• **Problem to solve**
Without the images, write out the whole listing exactly.

• **Provided entries**

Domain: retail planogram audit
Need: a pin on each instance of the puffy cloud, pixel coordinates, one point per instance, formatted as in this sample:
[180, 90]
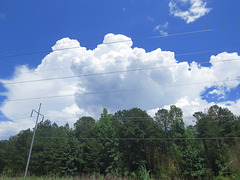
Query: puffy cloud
[196, 10]
[162, 29]
[159, 81]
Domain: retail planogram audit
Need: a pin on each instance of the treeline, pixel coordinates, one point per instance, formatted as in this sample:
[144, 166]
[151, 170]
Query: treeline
[131, 143]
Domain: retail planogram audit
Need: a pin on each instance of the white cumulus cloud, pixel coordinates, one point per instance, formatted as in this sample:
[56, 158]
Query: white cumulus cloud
[195, 10]
[113, 75]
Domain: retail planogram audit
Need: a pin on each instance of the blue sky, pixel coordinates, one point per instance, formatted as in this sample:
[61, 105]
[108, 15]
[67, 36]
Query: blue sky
[29, 27]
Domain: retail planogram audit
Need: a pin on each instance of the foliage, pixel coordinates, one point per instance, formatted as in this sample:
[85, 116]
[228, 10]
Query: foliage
[130, 143]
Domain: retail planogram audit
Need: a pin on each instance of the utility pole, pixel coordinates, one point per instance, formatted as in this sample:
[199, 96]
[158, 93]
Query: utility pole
[30, 151]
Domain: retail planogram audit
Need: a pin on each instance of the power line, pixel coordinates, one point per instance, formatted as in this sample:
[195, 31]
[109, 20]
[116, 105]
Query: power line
[114, 42]
[146, 139]
[98, 38]
[122, 90]
[112, 72]
[121, 61]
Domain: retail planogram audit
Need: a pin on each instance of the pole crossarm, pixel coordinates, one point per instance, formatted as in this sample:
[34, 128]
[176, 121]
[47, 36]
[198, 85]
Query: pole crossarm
[30, 151]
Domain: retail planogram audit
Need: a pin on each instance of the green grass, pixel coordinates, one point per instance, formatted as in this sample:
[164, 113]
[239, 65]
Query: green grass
[85, 177]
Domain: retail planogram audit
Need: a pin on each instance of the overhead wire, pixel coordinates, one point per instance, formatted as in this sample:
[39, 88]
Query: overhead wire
[120, 61]
[129, 40]
[121, 90]
[98, 38]
[113, 72]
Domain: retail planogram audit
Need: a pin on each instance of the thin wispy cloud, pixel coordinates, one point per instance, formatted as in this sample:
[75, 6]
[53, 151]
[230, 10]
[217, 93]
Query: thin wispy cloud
[114, 57]
[162, 29]
[195, 9]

• **Problem solution**
Domain: retail planogram audit
Need: a pin on each instance of the puffy cloud, pixel coordinates, one point per instance, formatted as in this sample:
[180, 90]
Query: puffy cloud
[196, 10]
[162, 29]
[159, 81]
Domain: retail planogram audit
Need: a pin on each instance of the treeline, pixel coordinates, one point per instance, formatted as in this sample:
[144, 166]
[151, 170]
Query: treeline
[131, 143]
Domain: retail planogram audit
Need: a pin on each instance of the white cumulus cloud, pixel coordinates, one point per instance, formatted as in this sample:
[56, 158]
Query: white cumulus cloud
[195, 10]
[113, 75]
Domain: retail planogram audit
Need: a pin on each instance of the blue sky, pixel coordinates, one point per instance, formatted as in this sample:
[61, 105]
[108, 15]
[67, 36]
Query: blue sky
[29, 27]
Domain: retail planogram audit
Need: a pin on each instance of the foliage, pixel coordinates, one point per instance, formatted as in this sample:
[85, 116]
[228, 10]
Query: foliage
[130, 143]
Domain: retail planogram audit
Need: a pin on each instance of the utility pole, pixel coordinates, one point per instance, formatted as in this sample:
[199, 96]
[158, 93]
Query: utility pole
[30, 151]
Domain: retail planogram audit
Need: a pin on each instance of the power line, pixel coordinates, one point per instance, formatted as in this sample:
[195, 31]
[109, 20]
[116, 105]
Query: power line
[114, 42]
[146, 139]
[98, 38]
[122, 90]
[112, 72]
[121, 61]
Domain: retail planogram audit
Need: a pin on each instance of the pole crossarm, pixel coordinates, one point per instance, formatted as in this sample:
[34, 128]
[176, 121]
[47, 36]
[198, 85]
Query: pole crossarm
[30, 151]
Domain: retail planogram audit
Need: a pin on each instance of the green grass, pixel coordinates, one point per instance, formatted as in this sample:
[164, 113]
[239, 65]
Query: green grass
[85, 177]
Domain: retail planogram audit
Need: a pin on each instance of the overhead wire, pixel coordinates, one point per instance, formatted as in this sample:
[39, 88]
Query: overhead wire
[120, 61]
[129, 40]
[121, 90]
[98, 38]
[113, 72]
Domain: retail planogram audit
Need: a pin on each instance of the thin wispy cloud, pixel coordinates, one point per instance, formatted as in this sample:
[75, 6]
[53, 151]
[230, 10]
[217, 93]
Query: thin wispy cloud
[114, 57]
[162, 29]
[195, 9]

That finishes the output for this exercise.